--- SHORT EXERCISE ---
Convert the stretch of lines below, from the one containing "As a courtesy, could you identify the black sleeveless" through the end, into a two-column CSV with the headers text and answer. Give one row per line of wording, with its answer in the answer field, each field in quotes and any line breaks changed to spaces.

--- DATA ENTRIES ---
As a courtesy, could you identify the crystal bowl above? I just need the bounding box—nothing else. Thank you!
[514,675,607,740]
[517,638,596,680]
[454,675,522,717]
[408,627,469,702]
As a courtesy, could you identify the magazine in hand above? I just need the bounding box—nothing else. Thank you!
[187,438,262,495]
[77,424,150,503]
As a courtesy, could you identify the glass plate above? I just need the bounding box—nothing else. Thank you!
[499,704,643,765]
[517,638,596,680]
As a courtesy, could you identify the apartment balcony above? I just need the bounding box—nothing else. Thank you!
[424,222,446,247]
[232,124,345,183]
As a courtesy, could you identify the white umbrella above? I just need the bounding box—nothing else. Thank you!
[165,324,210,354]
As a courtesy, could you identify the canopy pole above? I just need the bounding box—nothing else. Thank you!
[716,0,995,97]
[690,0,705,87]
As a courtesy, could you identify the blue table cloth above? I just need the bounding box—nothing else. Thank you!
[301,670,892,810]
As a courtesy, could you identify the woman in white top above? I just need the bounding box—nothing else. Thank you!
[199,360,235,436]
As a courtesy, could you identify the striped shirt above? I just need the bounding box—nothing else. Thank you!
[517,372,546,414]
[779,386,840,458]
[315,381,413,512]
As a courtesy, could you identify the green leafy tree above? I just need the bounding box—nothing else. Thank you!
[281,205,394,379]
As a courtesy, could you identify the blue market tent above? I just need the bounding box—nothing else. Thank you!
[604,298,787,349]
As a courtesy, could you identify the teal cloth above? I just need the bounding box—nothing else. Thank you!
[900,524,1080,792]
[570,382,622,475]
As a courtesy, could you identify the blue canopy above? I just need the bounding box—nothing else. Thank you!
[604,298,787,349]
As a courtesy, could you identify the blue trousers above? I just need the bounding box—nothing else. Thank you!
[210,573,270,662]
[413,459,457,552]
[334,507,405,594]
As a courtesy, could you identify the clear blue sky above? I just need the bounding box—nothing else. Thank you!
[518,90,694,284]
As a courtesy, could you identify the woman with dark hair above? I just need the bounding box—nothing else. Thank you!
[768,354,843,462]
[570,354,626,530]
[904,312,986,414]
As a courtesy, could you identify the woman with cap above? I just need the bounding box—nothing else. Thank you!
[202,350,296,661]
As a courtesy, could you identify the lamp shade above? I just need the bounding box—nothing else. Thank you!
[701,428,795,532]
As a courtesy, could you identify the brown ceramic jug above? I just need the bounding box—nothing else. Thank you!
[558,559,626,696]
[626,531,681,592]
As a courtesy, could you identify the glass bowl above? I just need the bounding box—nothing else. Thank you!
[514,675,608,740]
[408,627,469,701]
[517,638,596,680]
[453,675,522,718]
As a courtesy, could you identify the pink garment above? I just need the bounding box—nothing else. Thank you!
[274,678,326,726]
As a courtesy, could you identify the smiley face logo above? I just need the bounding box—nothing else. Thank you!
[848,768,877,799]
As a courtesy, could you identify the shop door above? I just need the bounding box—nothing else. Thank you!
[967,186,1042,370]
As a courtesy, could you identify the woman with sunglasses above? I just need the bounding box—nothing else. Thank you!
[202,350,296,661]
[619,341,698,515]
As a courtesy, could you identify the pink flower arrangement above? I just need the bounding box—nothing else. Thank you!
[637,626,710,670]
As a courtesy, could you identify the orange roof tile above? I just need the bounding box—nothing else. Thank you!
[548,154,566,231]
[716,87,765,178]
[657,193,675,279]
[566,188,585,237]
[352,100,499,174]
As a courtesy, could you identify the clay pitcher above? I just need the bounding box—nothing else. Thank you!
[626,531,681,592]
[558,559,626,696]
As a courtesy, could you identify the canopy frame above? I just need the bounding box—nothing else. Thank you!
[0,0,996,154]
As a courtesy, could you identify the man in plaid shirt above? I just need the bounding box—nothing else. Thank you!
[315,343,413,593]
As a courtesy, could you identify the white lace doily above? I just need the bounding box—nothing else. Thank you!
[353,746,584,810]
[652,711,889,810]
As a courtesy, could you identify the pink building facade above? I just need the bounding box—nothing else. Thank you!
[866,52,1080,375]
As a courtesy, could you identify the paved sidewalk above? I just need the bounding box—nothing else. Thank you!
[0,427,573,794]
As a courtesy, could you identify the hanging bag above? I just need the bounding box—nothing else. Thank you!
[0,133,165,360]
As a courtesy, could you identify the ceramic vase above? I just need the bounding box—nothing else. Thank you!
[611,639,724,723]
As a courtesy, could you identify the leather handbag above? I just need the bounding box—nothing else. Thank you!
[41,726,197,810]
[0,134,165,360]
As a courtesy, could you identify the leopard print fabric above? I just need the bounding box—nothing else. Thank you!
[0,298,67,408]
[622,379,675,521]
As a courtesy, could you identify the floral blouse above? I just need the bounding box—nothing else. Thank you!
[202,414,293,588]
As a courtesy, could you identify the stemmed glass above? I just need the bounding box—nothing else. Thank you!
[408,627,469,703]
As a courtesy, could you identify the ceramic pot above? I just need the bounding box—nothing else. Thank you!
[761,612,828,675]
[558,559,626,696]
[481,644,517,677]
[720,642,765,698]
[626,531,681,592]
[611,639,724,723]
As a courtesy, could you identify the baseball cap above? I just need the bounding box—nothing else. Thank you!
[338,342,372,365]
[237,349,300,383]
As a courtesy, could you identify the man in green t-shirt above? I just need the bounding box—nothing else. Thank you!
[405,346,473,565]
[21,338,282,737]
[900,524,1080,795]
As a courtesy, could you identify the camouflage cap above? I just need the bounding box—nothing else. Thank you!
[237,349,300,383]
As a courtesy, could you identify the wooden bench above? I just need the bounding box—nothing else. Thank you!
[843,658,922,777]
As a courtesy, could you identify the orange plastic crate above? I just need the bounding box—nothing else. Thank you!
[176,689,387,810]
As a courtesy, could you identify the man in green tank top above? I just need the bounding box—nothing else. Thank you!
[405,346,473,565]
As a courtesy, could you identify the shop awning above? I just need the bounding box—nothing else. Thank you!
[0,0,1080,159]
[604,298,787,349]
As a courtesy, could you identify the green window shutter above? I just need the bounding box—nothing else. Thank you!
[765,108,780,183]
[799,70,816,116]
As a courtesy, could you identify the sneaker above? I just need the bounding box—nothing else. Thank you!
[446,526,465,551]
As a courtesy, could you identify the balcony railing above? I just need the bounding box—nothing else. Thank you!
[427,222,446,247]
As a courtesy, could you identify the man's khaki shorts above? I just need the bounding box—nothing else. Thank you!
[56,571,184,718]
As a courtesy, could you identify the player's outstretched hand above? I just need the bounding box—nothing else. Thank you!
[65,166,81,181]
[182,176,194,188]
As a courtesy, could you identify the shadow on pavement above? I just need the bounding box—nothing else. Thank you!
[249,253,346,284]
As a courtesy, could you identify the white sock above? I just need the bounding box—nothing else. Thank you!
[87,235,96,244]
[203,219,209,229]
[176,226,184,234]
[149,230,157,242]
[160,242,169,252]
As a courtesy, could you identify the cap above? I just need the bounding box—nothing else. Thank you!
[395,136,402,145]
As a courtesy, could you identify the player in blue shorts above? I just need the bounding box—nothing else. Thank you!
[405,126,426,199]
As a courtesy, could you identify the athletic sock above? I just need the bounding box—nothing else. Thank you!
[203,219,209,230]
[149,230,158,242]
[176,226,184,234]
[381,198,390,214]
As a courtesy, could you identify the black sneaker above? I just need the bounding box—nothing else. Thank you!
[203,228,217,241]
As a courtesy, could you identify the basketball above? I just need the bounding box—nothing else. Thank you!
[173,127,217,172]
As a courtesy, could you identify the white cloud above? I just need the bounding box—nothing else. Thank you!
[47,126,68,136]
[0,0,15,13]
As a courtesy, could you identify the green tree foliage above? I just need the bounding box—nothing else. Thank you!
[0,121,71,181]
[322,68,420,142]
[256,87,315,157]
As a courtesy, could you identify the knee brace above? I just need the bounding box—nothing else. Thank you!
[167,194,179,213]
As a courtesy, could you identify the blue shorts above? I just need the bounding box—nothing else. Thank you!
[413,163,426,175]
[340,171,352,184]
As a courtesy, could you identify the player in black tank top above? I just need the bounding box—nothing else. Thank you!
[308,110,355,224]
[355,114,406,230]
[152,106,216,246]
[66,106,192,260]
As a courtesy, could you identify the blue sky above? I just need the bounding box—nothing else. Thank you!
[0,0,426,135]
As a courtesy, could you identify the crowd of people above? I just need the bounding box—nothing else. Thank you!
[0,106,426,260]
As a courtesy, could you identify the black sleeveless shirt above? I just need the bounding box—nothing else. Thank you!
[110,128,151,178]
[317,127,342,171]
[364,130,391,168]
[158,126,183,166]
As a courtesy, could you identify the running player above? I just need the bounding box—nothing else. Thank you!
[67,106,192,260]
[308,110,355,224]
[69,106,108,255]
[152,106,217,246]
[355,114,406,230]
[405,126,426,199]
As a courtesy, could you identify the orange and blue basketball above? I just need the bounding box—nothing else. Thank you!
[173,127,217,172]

--- OUTPUT BELOW ---
text,answer
"As a courtesy, could you identify the black sleeveless shirt above? I just need the bounding box—nothing else. Thank you!","[110,128,151,178] [317,127,342,171] [364,130,391,168] [158,126,183,166]"
"As a courtesy, could you identify the running player above? I just need the bounding box—nothing else. Thank you!","[67,106,192,260] [308,110,355,224] [69,106,108,255] [152,106,217,246] [355,114,406,230] [405,126,426,199]"
"As a courtesy, could you identify the orange and blue basketball above? I just need the bounding box—nothing else. Thank you!","[173,127,217,172]"